------ Supplied material

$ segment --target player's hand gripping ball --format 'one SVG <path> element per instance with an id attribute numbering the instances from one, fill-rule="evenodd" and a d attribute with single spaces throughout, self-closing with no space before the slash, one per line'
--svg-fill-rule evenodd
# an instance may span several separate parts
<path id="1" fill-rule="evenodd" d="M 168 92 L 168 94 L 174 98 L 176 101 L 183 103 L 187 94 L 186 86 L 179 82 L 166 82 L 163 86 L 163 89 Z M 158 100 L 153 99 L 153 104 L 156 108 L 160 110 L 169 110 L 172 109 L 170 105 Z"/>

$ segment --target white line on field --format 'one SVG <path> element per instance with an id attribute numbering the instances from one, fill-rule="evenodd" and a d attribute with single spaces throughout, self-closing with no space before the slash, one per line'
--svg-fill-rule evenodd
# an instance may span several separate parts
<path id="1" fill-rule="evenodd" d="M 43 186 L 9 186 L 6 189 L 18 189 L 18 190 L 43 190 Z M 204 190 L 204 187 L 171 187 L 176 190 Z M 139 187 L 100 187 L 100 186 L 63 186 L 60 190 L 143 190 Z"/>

------------

Quote all of the data above verbatim, reproducing every line without alteration.

$ segment --target player's hand gripping ball --format 'one SVG <path> element per instance with an id attribute numbering the instances from one, fill-rule="evenodd" and a d attribute with single spaces throughout, self-closing with no space before the slash, one per line'
--svg-fill-rule evenodd
# an instance may span several separate parts
<path id="1" fill-rule="evenodd" d="M 168 92 L 168 94 L 174 98 L 176 101 L 183 103 L 187 94 L 186 86 L 179 82 L 166 82 L 163 86 L 163 89 Z M 158 100 L 153 99 L 153 104 L 156 108 L 160 110 L 169 110 L 172 109 L 170 105 Z"/>

$ segment --target white line on field --format 'one SVG <path> element per instance with an id attribute numbering the instances from one, fill-rule="evenodd" and a d attribute with single spaces throughout, self-closing with no space before the slash, one per line'
--svg-fill-rule evenodd
# an instance may span several separate parts
<path id="1" fill-rule="evenodd" d="M 43 186 L 9 186 L 6 189 L 18 189 L 18 190 L 43 190 Z M 204 190 L 204 187 L 171 187 L 176 190 Z M 139 187 L 100 187 L 100 186 L 63 186 L 60 190 L 143 190 Z"/>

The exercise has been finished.